**INSTRUCTIONS FOR THE TASK**. Please give again, word for word, the line that contains "Where can the tent" and every line after it to the end of the data, with no other lines.

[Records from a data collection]
▼

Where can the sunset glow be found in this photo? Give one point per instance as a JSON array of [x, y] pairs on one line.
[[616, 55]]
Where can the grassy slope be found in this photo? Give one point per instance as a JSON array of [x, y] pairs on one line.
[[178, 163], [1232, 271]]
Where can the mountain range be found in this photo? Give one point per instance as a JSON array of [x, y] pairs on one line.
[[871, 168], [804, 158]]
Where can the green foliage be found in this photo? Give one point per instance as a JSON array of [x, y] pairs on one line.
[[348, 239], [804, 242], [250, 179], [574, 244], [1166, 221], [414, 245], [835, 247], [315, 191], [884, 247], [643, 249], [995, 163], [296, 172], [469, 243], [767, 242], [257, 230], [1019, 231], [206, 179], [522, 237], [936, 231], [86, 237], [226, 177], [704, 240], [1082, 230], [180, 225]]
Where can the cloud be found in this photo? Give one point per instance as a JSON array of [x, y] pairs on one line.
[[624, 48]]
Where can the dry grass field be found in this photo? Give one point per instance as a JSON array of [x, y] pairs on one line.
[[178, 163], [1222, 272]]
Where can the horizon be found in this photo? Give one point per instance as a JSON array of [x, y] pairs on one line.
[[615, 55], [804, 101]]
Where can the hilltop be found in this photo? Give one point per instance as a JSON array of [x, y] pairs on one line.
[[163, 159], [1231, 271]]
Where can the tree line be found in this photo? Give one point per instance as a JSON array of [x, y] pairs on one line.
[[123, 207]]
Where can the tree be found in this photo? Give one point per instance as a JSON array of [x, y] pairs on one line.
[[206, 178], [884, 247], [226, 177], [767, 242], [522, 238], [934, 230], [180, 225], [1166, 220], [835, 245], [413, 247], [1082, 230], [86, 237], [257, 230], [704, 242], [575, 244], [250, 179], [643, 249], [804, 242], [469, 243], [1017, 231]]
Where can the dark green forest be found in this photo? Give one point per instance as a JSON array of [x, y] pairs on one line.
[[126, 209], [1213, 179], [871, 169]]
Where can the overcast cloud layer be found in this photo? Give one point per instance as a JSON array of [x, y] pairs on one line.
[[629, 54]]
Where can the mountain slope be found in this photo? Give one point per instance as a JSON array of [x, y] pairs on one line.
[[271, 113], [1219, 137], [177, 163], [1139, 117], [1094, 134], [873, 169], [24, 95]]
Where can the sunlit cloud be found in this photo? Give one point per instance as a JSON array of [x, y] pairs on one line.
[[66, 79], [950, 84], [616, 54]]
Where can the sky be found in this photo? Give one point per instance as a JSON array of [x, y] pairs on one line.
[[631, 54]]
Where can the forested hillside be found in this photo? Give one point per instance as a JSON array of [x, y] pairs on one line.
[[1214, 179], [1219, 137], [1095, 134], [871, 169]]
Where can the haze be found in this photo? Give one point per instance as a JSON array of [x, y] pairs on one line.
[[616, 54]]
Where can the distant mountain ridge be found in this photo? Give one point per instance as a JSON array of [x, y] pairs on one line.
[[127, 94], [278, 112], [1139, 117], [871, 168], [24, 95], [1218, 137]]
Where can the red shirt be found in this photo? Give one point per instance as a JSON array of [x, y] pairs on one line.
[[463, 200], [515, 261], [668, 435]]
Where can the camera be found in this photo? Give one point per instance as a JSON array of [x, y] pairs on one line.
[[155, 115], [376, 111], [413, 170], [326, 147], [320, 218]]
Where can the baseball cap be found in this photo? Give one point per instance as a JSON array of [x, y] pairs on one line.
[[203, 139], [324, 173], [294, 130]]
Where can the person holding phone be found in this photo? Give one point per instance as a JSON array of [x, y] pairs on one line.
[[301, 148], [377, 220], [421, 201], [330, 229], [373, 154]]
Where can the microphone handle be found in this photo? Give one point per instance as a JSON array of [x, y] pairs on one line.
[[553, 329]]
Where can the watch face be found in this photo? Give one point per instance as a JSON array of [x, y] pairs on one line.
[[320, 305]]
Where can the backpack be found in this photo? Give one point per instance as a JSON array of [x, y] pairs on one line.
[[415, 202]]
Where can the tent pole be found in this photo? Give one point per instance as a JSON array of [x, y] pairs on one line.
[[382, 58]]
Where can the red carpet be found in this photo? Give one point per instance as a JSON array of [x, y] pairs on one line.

▲

**ANSWER SPACE**.
Where can the tent pole be found in this photo? Give one point per instance as a JSON array of [x, y] pairs on one line.
[[382, 58]]
Where can the red carpet be found in this photo? Give one point per instance as a JSON array of [x, y] pairs on one line.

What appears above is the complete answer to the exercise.